*** Provided material ***

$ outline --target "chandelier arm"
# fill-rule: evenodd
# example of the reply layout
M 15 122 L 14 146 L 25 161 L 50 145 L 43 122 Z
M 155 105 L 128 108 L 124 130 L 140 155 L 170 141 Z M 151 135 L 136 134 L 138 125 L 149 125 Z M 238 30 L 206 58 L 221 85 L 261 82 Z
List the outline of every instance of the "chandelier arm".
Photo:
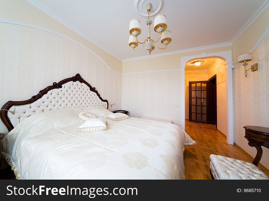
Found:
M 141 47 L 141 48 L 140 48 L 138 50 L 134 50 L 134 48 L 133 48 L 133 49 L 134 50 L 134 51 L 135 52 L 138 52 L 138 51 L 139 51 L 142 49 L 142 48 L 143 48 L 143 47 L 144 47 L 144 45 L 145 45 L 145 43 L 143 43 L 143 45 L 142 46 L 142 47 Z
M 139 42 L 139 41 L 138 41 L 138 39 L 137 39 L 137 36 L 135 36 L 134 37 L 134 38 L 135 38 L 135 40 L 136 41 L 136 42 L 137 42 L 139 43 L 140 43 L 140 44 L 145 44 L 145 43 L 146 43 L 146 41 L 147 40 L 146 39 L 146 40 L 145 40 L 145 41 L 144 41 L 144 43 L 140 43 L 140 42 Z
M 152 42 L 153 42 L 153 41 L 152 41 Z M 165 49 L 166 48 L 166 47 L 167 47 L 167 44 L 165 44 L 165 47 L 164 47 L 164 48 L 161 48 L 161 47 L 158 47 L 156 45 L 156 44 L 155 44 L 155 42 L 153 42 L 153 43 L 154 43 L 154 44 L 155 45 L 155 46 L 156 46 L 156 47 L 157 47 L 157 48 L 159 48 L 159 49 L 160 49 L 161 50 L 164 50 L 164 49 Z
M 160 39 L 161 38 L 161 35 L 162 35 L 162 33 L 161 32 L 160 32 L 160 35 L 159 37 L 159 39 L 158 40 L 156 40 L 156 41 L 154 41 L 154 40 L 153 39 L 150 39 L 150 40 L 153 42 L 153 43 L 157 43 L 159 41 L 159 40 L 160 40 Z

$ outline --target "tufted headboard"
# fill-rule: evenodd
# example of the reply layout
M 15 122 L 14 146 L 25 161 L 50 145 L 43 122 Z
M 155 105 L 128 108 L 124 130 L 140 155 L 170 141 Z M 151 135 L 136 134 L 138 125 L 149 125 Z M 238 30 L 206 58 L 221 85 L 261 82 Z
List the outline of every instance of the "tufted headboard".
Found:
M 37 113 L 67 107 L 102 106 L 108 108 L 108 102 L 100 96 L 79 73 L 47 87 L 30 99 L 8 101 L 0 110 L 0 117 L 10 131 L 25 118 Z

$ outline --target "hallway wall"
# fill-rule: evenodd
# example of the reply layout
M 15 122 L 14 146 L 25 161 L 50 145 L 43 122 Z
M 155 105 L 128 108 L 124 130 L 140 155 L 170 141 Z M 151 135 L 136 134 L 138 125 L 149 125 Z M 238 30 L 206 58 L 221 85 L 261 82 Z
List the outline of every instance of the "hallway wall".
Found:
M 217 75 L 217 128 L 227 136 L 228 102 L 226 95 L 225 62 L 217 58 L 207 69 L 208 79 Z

***
*** Provided material ***

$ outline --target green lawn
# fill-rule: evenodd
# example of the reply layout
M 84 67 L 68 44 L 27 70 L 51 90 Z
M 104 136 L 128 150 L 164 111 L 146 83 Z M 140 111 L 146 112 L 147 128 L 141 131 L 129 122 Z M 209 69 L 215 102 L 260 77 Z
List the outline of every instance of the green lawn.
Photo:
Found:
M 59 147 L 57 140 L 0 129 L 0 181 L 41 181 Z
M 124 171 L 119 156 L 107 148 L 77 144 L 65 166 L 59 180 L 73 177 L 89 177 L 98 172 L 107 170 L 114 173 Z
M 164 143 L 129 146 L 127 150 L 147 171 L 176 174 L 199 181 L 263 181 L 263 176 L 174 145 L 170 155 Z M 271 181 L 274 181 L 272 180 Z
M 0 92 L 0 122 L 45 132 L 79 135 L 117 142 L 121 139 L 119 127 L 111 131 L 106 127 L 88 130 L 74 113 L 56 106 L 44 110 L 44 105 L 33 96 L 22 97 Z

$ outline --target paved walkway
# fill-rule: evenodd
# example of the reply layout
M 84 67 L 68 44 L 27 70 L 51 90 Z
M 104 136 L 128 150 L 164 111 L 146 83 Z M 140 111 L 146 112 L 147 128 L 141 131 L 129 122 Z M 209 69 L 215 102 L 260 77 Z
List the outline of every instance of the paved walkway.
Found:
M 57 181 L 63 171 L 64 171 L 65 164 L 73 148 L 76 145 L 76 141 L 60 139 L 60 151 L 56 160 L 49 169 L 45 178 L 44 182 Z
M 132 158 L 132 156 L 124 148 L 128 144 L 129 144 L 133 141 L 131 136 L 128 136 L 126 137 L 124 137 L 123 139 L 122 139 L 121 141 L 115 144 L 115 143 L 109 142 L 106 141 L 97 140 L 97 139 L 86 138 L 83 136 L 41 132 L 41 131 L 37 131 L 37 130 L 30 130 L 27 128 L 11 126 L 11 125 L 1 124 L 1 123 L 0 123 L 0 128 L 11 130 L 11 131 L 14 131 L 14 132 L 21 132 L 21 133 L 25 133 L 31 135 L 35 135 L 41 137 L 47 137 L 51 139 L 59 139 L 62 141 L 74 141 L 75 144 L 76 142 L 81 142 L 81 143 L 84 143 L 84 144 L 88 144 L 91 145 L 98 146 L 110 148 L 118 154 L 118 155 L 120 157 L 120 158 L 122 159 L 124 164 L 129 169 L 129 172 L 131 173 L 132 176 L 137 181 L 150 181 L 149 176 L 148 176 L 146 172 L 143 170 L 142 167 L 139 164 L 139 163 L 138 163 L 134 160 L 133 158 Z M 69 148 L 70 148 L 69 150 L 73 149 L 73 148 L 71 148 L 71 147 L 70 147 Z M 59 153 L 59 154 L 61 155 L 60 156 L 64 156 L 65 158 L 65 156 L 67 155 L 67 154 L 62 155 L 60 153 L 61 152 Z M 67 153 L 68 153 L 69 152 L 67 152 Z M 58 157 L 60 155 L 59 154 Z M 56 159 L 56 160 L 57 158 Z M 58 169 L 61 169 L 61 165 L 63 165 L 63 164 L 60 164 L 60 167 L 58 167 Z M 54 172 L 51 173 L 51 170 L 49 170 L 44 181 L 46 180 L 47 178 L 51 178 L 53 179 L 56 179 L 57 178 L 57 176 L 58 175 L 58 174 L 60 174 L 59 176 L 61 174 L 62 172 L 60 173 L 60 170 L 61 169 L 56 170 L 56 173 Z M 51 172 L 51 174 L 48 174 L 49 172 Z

***

Problem to solve
Rewrite the lines starting with the one containing "--target green lawn" and going on through the one containing "M 0 92 L 0 122", replacing "green lawn" with "grassy lawn" and leaving everything else unchanged.

Answer to the exercise
$ outline --target grassy lawn
# fill-rule: evenodd
# example of the reply layout
M 84 67 L 68 44 L 27 70 L 51 90 Z
M 104 136 L 128 150 L 164 111 L 146 83 Z M 140 111 L 146 112 L 147 128 L 141 131 L 129 122 Z M 209 69 L 215 102 L 260 77 Z
List the outline of every instance of the grassy lawn.
Photo:
Found:
M 59 147 L 57 140 L 0 129 L 0 181 L 41 181 Z
M 124 171 L 119 156 L 107 148 L 77 144 L 65 166 L 59 180 L 73 177 L 89 177 L 98 172 L 107 170 L 114 173 Z
M 164 143 L 129 146 L 127 150 L 147 171 L 176 174 L 199 181 L 263 181 L 263 176 L 174 145 L 170 155 Z M 271 181 L 274 181 L 272 180 Z
M 0 92 L 0 122 L 45 132 L 79 135 L 117 142 L 121 139 L 119 127 L 111 131 L 106 127 L 88 130 L 74 113 L 56 106 L 44 110 L 44 105 L 33 96 L 22 97 Z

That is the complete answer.